Document passage:
--

J. Bruce Fields July 17, 2020, 4:18 p.m. UTC | #3
On Fri, Jul 17, 2020 at 04:19:25PM +0100, David Howells wrote:
> J. Bruce Fields <bfields@fieldses.org> wrote:
> 
> > Say I had a hypothetical, err, friend, who hadn't been following that
> > FS-Cache work--could you summarize the advantages it bring us?
> 
> https://lore.kernel.org/linux-nfs/159465784033.1376674.18106463693989811037.stgit@warthog.procyon.org.uk/T/#t
> 
>  - Makes the caching code a lot simpler (~2400 LoC removed, ~1000 LoDoc[*]
>    removed at the moment from fscache, cachefiles and afs).
> 
>  - Stops using bmap to work out what data is cached.  This isn't reliable with
>    modern extend-based filesystems.  A bitmap of cached granules is saved in
>    an xattr instead.
> 
>  - Uses async DIO (kiocbs) to do I/O to/from the cache rather than using
>    buffered writes (kernel_write) and pagecache snooping for read (don't ask).
> 
>    - A lot faster and less CPU intensive as there's no page-to-page copying.
> 
>    - A lot less VM pressure as it doesn't have duplicate pages in the backing
>      fs that aren't really accounted right.
> 
>  - Uses tmpfiles+link to better handle invalidation.  It will at some point
>    hopefully employ linkat(AT_LINK_REPLACE) to effect cut-over on disk rather
>    than unlink,link.

Thanks!--b.

> David
> 
> [*] The upstream docs got ReSTified, so the doc patches I have are now useless
>     and need reworking:-(.

--

To do:
1/ Reproduce the stretch of the FS-Cache thread from "J. Bruce Fields July" through "it bring us?".
2/ In the FS-Cache thread, what gets saved in an xattr now that bmap is no longer used to work out what data is cached?
3/ Condense the paragraph of the FS-Cache thread that begins "Uses tmpfiles+link" into one shorter sentence, keeping its main facts.

Data block:
--

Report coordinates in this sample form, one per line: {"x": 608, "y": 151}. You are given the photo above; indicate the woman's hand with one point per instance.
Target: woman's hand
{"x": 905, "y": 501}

--

In response:
1/
J. Bruce Fields July 17, 2020, 4:18 p.m. UTC | #3
On Fri, Jul 17, 2020 at 04:19:25PM +0100, David Howells wrote:
> J. Bruce Fields <bfields@fieldses.org> wrote:
> 
> > Say I had a hypothetical, err, friend, who hadn't been following that
> > FS-Cache work--could you summarize the advantages it bring us?

2/ A bitmap of cached granules.

3/ It handles invalidation better with tmpfiles+link and may later use linkat(AT_LINK_REPLACE) for on-disk cut-over instead of unlink,link.